◆ PERINTAH ◆
Tulis lanjutan artikel tentang video viral bayi yang dikerok dukun, dimulai setelah kalimat terakhir yang ditampilkan.

◆ KUTIPAN BACAAN ◆
----------------
Heboh Di Media Sosial! Bayi Dikerok Sebagai Alternatif Pengobatan Medis,Solusi Atau Risiko Yang Harus Dihindari?

Baru-baru ini, sebuah video yang menunjukkan seorang bayi dengan punggung berwarna merah kebiruan setelah menjalani kerokan oleh seorang dukun menjadi viral di media sosial. Video ini memicu berbagai reaksi dari warganet, mulai dari keprihatinan hingga kemarahan terhadap praktik pengobatan tradisional yang dianggap berisiko bagi bayi. Dalam video tersebut, seorang ibu membawa bayinya yang belum genap setahun ke dukun karena bayi tersebut mengalami demam tinggi dan menangis terus-menerus. Dukun tersebut melakukan kerokan pada tubuh bayi dengan alasan untuk mengeluarkan 'angin jahat' dari tubuhnya, yang menyebabkan punggung bayi dan bagian tubuh lainnya menjadi merah kebiruan, menandakan adanya trauma pada kulit dan pembuluh darah di bawahnya. Kejadian ini dengan cepat menarik perhatian banyak orang, termasuk tenaga medis, yang mengecam tindakan tersebut sebagai bentuk penyiksaan terhadap bayi yang masih rentan.
----------------
◆ DAFTAR ENTRI ◆
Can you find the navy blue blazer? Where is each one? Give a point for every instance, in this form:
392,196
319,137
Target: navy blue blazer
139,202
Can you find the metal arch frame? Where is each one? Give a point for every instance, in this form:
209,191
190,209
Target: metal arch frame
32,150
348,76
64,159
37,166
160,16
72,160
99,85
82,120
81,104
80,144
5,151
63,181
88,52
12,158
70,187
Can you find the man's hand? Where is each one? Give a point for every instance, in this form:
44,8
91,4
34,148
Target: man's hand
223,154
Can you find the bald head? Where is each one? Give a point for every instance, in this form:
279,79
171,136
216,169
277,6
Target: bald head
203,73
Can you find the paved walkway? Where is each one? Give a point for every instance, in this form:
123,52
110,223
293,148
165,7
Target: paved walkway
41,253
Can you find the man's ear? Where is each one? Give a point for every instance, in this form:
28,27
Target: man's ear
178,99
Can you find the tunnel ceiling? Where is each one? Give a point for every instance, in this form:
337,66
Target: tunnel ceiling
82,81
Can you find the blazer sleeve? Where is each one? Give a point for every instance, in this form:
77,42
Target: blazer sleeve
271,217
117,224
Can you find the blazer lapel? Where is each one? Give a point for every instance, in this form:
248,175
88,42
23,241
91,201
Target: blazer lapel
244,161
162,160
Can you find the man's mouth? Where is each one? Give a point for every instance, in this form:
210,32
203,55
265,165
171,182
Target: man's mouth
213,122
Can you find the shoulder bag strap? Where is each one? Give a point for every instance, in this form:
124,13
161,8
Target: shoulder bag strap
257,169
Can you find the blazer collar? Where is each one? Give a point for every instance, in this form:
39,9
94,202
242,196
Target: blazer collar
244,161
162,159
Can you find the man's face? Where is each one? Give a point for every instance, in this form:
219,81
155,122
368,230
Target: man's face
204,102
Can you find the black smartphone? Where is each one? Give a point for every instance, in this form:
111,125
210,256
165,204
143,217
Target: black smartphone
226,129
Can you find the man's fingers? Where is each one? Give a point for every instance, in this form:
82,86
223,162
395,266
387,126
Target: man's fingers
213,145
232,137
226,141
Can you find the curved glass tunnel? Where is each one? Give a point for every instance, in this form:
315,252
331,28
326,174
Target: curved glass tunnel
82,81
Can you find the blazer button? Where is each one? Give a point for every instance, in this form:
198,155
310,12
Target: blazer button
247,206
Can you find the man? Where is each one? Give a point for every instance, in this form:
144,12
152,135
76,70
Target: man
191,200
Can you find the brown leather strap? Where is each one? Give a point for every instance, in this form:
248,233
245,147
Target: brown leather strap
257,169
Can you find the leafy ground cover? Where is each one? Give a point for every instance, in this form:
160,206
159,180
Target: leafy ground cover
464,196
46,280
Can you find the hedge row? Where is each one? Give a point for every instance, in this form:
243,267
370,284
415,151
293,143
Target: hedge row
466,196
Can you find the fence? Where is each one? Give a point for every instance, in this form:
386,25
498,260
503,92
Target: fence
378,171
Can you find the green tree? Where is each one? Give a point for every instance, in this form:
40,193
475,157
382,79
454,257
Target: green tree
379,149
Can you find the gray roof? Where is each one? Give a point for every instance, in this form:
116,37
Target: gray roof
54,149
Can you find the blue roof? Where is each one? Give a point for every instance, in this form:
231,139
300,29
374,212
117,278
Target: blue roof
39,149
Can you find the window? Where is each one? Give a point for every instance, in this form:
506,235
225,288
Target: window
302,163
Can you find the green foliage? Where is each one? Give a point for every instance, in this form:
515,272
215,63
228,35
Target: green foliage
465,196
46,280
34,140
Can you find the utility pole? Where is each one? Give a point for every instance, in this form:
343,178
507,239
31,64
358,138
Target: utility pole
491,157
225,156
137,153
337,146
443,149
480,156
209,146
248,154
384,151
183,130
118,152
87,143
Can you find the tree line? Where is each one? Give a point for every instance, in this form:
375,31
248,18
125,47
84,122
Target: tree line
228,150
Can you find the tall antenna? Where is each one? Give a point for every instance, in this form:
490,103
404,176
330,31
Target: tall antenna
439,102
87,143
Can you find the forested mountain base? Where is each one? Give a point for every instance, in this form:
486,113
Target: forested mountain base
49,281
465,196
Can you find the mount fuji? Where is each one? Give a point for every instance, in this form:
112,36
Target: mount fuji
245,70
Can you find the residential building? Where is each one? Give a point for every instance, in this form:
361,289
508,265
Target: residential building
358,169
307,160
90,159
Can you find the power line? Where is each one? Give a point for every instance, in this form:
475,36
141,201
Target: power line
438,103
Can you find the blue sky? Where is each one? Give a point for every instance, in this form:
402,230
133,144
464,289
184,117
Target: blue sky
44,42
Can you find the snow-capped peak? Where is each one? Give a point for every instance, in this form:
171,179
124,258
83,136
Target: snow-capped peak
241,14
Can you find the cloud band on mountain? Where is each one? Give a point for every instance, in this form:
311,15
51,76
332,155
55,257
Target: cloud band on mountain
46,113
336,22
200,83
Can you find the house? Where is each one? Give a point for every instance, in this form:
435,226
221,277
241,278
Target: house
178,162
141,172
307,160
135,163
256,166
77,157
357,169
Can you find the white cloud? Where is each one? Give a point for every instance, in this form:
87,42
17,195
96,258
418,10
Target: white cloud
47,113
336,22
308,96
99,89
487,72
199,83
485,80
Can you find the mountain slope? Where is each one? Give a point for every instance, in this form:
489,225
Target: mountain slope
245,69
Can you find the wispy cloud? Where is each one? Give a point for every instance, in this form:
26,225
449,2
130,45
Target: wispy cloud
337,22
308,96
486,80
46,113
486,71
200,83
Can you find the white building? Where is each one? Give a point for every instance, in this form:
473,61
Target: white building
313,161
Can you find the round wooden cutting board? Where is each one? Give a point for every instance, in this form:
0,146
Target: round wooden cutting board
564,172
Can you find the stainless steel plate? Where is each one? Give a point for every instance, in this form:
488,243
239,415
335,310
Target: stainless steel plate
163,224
----------------
◆ JAWABAN TUGAS ◆
Sebelumnya,
sebuah video viral lain memperlihatkan seorang bayi berusia 13 bulan dengan
punggung memerah hingga kebiruan akibat kerokan yang dilakukan oleh
pengasuhnya. Video tersebut diunggah di TikTok pada 12 September 2023 dan
segera menjadi perbincangan hangat. Suntia Aulia, ibu bayi tersebut, mengatakan
bahwa ia mempercayakan pengasuhan anaknya kepada seorang pengasuh saat ia
bekerja. Namun, saat pulang, ia terkejut melihat punggung anaknya dipenuhi
bekas kerokan. Pengasuh tersebut menjelaskan bahwa ia melakukan kerokan karena
Baim tampak rewel, lemas, berkeringat dingin, dan kembung, dengan tujuan untuk
membantu bayi tersebut dengan cara yang biasa ia lakukan pada anak-anaknya.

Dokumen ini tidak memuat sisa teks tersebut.